_Teks Sumber_.
%%

Kudeta Militer Pemerintahan Sudan, Perdana Menteri Ditangkap
Upaya kudeta di Ibu Kota Sudan, Khartoum, terjadi saat mayoritas anggota kabinet dan partai pendukung pemerintah di tangkap. Dilansir Reuters, mantan menteri dan penasihat untuk Perdana Menteri, Faisal Mohamed Salih, serta anggota dewan Mohamed al-Faki Soleiman juga turut ditangkap.
Dewan Informasi Sudan menyatakan Perdana Menteri Abdalla Hamdok yang ditangkap dipindahkan ke lokasi yang dirahasiakan setelah menolak menyatakan dukungan pada kudeta militer yang terjadi. Sehari setelahnya, Perdana Menteri beserta istrinya diperbolehkan kembali ke rumah, sehingga keamanan sekitar langsung dijaga ketat. Namun, elit politik lain masih ditahan di lokasi yang dirahasiakan tersebut.
Ribuan pendukung konstitusi pada masa transisi demokrasi di Sudan menolak upaya kudeta, di mana aktivis pro-demokrasi Dura Gambo menyaksikan kekuatan paramiliter mengejar demonstran hingga wilayah pemukiman Khartoum. Suara tembakan terdengar karena kekuatan militer menembakan senjata ke arah demonstran. Sejauh ini terdapat tujuh orang dilaporkan tewas dan ratusan lainnya terluka.
Revolusi Sudan dan Awal Mula Kudeta 2021
Kudeta ini muncul setelah dua tahun pasca protes penurunan pemerintahan otoriter Omar al-Bashir dan hanya beberapa minggu sebelum kekuatan militer seharusnya memberikan kepemimpinan ke masyarakat sipil. Tahun 2018 lalu terdapat protes massal yang menolak korupsi, kemiskinan, dan tingkat pengangguran di wilayah Timur Laut wilayah Atbara. Omar al-Bashir yang memimpin selama kurang lebih 30 tahun sejak kudeta militer tahun 1989 menimbulkan kekacauan ekonomi dan sosial politik, sehingga menghasilkan revolusi Sudan.

%%

_Rumusan Masalah_. Lanjutkan teks tentang kudeta militer di Sudan di atas, dimulai setelah kalimat terakhirnya. Catatan di bawah ini merupakan bahan terpisah dari teks tentang kudeta Sudan.

_Data Tersimpan_.
%%

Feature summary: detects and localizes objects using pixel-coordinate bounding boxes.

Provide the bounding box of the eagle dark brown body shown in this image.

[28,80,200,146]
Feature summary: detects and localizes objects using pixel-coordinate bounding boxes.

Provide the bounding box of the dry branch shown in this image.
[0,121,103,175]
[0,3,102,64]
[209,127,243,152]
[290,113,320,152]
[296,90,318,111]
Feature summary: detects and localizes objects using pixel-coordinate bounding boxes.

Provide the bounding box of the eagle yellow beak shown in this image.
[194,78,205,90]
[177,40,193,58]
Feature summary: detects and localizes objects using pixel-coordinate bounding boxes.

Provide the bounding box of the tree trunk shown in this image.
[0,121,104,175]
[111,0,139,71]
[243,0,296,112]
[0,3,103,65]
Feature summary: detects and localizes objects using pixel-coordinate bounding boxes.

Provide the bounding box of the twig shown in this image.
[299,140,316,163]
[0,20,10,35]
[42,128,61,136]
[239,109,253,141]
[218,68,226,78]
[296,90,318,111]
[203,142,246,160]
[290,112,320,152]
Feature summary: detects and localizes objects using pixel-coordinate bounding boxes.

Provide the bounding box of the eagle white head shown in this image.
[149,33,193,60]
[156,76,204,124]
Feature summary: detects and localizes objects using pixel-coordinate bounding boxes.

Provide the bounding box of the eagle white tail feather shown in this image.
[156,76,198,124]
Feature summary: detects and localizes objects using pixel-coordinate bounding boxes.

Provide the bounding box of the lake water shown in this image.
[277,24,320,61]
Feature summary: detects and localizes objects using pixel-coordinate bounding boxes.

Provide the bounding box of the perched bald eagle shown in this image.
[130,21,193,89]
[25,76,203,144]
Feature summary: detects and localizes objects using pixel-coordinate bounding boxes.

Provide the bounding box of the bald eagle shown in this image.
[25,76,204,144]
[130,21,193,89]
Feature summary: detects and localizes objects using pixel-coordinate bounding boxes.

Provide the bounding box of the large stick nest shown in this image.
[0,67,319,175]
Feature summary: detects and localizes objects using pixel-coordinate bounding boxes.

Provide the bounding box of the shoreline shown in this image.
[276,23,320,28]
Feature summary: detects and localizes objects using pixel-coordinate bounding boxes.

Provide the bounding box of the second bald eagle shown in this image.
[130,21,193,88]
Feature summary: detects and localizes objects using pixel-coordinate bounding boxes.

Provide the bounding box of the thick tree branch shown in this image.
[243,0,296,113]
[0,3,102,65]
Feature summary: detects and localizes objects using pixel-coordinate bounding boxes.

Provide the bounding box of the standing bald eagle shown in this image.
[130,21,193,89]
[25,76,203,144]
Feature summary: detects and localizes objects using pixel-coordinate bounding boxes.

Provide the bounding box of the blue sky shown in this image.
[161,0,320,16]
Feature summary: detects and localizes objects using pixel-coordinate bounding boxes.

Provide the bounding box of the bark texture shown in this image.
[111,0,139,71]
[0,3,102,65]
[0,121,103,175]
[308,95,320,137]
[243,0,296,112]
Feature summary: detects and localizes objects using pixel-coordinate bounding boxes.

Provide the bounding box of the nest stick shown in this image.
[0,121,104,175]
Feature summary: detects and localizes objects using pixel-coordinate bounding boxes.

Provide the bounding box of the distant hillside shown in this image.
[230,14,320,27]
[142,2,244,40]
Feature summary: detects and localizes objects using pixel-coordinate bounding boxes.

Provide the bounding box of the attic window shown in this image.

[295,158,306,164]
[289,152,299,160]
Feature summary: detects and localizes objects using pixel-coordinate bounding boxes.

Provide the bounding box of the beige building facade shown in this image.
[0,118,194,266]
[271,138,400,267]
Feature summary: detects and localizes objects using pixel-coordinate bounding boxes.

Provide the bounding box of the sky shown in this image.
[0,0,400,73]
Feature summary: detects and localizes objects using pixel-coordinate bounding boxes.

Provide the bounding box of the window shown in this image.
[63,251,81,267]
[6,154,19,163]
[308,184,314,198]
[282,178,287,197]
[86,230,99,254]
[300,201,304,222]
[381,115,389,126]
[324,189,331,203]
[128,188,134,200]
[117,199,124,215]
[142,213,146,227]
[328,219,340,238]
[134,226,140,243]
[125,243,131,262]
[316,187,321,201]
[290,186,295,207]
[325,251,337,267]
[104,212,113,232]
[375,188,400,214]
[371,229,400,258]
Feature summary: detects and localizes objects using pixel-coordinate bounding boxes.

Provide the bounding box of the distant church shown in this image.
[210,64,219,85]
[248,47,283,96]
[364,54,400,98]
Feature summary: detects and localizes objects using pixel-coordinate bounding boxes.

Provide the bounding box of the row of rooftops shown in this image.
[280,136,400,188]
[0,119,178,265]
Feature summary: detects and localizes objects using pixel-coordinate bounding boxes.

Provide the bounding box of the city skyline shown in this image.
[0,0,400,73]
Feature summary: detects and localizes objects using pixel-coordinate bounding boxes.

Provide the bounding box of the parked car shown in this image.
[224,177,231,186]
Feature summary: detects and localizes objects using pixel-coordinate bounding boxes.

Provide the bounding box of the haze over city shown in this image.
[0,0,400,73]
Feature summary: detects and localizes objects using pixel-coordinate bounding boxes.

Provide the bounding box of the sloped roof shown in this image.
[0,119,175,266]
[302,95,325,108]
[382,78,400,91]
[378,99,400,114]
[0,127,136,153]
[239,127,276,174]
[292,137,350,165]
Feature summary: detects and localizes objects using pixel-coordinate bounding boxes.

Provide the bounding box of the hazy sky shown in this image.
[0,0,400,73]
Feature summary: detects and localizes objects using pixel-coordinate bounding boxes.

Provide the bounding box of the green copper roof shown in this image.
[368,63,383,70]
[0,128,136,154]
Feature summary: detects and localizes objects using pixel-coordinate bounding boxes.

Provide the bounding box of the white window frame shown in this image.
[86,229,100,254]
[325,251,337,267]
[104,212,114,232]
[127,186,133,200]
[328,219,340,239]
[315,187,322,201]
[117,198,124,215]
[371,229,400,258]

%%

_Jawaban_.
Pasca turunnya Al-Bashir, pemerintahan digantikan oleh pemerintahan militer transisi, namun demonstran menginginkan adanya pemerintahan oleh sipil. Tensi antara militer dan sipil terjadi, di mana seharusnya ada pembagian kekuasaan di Sudan, sehingga muncul upaya penangkapan Perdana Menteri yang dianggap menghambat transisi kepemimpinan militer penuh. Sejak saat itu, perpecahan pro-demokrasi dan pro-militer membuat isu politik semakin rumit karena banyak partai yang menggunakan tensi ini untuk menjaga bahkan meningkatkan kekuasaan domestiknya.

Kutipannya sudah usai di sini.